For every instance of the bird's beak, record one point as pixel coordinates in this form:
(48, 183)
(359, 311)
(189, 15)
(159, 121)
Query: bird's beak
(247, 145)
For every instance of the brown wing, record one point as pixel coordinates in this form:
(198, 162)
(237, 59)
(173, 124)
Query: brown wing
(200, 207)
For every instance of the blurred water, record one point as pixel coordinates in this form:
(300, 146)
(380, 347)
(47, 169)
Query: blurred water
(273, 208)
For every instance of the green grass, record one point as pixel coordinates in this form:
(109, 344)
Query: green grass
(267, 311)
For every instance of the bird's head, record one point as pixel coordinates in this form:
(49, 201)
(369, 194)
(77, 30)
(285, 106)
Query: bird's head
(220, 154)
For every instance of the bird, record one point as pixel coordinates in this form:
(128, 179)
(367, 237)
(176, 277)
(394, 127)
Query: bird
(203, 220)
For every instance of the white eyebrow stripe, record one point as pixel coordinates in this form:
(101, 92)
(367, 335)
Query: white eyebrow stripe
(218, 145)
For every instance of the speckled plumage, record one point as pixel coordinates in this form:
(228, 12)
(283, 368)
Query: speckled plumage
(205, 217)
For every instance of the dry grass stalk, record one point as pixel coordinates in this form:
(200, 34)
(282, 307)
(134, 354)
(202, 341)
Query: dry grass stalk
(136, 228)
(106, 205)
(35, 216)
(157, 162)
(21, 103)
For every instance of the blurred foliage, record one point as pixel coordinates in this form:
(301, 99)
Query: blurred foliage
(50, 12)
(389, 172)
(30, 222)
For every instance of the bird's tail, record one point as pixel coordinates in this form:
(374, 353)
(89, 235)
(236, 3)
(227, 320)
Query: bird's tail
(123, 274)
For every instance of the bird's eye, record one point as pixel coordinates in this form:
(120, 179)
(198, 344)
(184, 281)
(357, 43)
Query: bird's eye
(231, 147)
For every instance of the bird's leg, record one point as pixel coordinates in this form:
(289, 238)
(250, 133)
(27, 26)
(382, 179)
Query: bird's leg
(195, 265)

# WHAT IS REQUIRED
Each entry should be retyped exactly as given.

# TASK RESPONSE
For every instance of the bird's beak, record one point as pixel coordinates in this form:
(48, 183)
(359, 311)
(189, 15)
(159, 121)
Query: bird's beak
(247, 145)
For every instance of the brown wing, record one point as pixel coordinates in this form:
(198, 162)
(237, 59)
(173, 124)
Query: brown wing
(200, 207)
For every instance of the blurred water, record one point as pixel coordinates in this form:
(300, 146)
(380, 347)
(47, 169)
Query: blurred water
(273, 208)
For every instance of the green grass, record one point as pixel coordinates in this form:
(109, 344)
Query: green grass
(267, 311)
For every instance of the bird's head, record one point as pixel coordinates in this form:
(49, 201)
(369, 194)
(77, 30)
(285, 106)
Query: bird's head
(220, 154)
For every instance of the bird, record one point as pixel coordinates in this form:
(128, 179)
(367, 237)
(176, 277)
(394, 127)
Query: bird
(203, 220)
For every instance of the white eyebrow stripe, record one point as pixel coordinates in this form:
(101, 92)
(367, 335)
Query: white eyebrow stripe
(218, 145)
For every instance of the speckled plumage, record one point as pixel coordinates in this form:
(228, 12)
(283, 368)
Query: speckled plumage
(205, 217)
For every instance of the dry grass stalk, record one point as pixel coordinates in this form:
(200, 34)
(282, 307)
(134, 354)
(202, 341)
Query: dry grass stalk
(136, 228)
(106, 205)
(35, 216)
(157, 162)
(21, 103)
For every instance of the blurred foliage, record one point as pixel coordinates in this form:
(301, 99)
Query: blurred foliage
(50, 12)
(389, 172)
(30, 222)
For every instance of the bird's tail, record one point as pixel coordinates in this form:
(374, 353)
(89, 235)
(236, 3)
(227, 320)
Query: bird's tail
(123, 274)
For every instance of the bird's eye, record one point as pixel coordinates in this form:
(120, 179)
(198, 344)
(184, 281)
(357, 43)
Query: bird's eye
(231, 147)
For every instance of the bird's leg, record one point as pixel coordinates in this form:
(289, 238)
(250, 133)
(27, 26)
(382, 179)
Query: bird's leg
(195, 265)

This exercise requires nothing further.